- _Task goal_: Output each entry exactly as written.

Point localization data:
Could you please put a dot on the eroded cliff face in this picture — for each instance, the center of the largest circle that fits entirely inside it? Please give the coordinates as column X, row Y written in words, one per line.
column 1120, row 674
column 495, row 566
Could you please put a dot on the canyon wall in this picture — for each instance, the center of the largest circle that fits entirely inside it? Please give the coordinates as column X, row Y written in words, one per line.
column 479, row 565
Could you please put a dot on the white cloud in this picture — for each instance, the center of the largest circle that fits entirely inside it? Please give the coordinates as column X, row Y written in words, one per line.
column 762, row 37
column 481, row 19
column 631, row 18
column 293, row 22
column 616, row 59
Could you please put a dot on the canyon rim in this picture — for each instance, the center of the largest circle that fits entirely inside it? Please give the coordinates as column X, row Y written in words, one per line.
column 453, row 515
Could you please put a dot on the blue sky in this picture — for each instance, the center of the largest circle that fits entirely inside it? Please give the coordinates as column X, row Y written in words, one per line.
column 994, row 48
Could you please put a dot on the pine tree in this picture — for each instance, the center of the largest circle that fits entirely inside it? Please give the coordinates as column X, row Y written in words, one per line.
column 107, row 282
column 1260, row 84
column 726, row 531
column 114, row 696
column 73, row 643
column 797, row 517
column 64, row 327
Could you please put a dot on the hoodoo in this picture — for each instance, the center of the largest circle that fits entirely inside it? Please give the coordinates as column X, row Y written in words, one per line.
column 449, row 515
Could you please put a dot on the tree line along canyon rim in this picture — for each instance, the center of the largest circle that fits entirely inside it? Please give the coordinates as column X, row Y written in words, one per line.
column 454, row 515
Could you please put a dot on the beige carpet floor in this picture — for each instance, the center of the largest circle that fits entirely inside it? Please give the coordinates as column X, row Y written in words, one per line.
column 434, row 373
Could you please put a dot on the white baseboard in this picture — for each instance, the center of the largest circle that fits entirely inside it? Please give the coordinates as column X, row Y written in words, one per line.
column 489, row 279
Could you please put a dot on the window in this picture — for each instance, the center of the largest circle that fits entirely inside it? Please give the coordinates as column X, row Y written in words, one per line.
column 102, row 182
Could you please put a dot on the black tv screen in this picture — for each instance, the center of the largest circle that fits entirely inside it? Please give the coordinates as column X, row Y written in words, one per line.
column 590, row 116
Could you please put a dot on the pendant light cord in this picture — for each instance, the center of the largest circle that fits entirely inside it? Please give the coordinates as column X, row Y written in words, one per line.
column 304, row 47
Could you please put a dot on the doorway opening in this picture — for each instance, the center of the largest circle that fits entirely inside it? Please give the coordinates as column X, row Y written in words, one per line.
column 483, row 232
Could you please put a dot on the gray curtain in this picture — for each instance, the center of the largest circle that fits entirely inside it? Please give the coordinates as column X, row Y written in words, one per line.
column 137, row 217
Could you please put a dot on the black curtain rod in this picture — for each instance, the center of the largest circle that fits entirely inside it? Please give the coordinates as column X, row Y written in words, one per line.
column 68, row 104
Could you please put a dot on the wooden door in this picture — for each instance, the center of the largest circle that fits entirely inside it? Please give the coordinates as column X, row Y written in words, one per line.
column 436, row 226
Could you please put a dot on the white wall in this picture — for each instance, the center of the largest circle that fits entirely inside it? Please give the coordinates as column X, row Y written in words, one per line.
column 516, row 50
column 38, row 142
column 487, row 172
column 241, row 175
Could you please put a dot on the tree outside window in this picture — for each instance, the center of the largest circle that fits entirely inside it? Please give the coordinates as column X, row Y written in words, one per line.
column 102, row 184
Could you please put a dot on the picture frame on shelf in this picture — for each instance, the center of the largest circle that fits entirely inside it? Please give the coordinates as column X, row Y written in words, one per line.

- _Your response_:
Could you please put a dot on the eroded cliff face in this picture — for each instance, the center of the largest circle that fits entirely inside it? Please give the coordinates as column X, row Y written in words, one per line.
column 1120, row 674
column 495, row 566
Could you please put a dot on the canyon wall in this picture — for each instance, the center of the largest circle that fits entirely inside it? Please give the coordinates as column X, row Y written in words, one per line.
column 479, row 565
Could you please put a dot on the white cloud in this picture — for each instance, the center of the largest circle that fits entirely inside it? Please give the coordinates as column X, row Y written in words, one per line.
column 762, row 37
column 481, row 19
column 631, row 18
column 293, row 22
column 616, row 59
Could you please put a dot on the canyon rim in this picture — for each instance, the center of the largest circle that fits entirely inside it? Please give the coordinates as column X, row Y written in words, one per line.
column 453, row 515
Could you please put a dot on the blue sky in this picture — for each instance, the center of the largest circle that fits entirely inside it? Please give the coordinates as column X, row Y written in words, one per line.
column 994, row 48
Could you please put a dot on the pine tree in this picture — for each instance, the center of the largest circle that fits entirely inside it? Please give the coordinates as column X, row Y written in words, one per line.
column 107, row 282
column 1260, row 84
column 726, row 531
column 114, row 696
column 73, row 643
column 797, row 517
column 64, row 327
Could you please put a dot on the hoodoo in this picture — for each instance, the center of the largest circle that fits entirely inside it? Please give the coordinates as column X, row Y written in words, one per line.
column 449, row 515
Could you please put a dot on the tree line along canyon rim in this picture — for each instance, the center of the largest circle that fits entirely inside it? Please give the coordinates as column X, row Y written in words, one per line.
column 454, row 515
Could you please put a dot on the beige carpet floor in this picture — for each instance, the center of the largest circle that fits entirely inside it? Please give the coordinates as column X, row Y written in words, one per line.
column 434, row 373
Could you please put a dot on the white baseboard in this picture — for each instance, the center of the largest circle that fits entirely inside it? Please give the coordinates as column X, row Y written in words, one per line.
column 489, row 279
Could you please put a dot on the window in this picture — for each instance, the center of the largest circle that fits entirely inside it? Please give the coordinates as column X, row Y written in words, one per line.
column 102, row 182
Could you please put a dot on the black tv screen in this picture — for each instance, the center of the largest circle that fits entirely inside it? Please give the coordinates as column X, row Y written in words, one per line.
column 590, row 116
Could you please put a dot on the pendant light cord in this picture — for each instance, the center of the largest circle that fits entirely inside it? Please give the coordinates as column X, row Y written in words, one per line.
column 304, row 47
Could you please put a dot on the doorway opening in this picture — for each instance, the center of the largest circle that fits entirely inside it? Please give the coordinates as column X, row Y written in words, one per line.
column 483, row 232
Could you please put a dot on the gray curtain in this picture — for each instance, the center of the largest circle that fits entirely inside it? Please give the coordinates as column X, row Y written in words, one per line.
column 137, row 217
Could you please put a dot on the black curtain rod in this picture — for each instance, the center of the largest circle that fits entirely inside it? Please give the coordinates as column X, row Y written in words, one per line.
column 68, row 104
Could you please put a dot on the wooden door in this picture — for each instance, the center of the largest circle that fits entirely inside it? Please give the coordinates as column X, row Y written in words, one per line.
column 436, row 226
Could you please put a dot on the white wall in this picture — for each instance, the center of the largest circle that fits entirely inside it? Please give the coordinates as column X, row Y written in words, one per line.
column 516, row 50
column 38, row 142
column 487, row 172
column 241, row 175
Could you please put a dot on the tree outside window in this picture — for each instance, the center of the largest circle that fits entirely inside it? Please give the coordinates as column X, row Y written in words, one per line.
column 102, row 184
Could you please put a dot on the picture frame on shelf in this picture — for each instance, the center of the largest circle that fits entirely inside it? Please give the coordinates as column X, row Y written in words, one per line.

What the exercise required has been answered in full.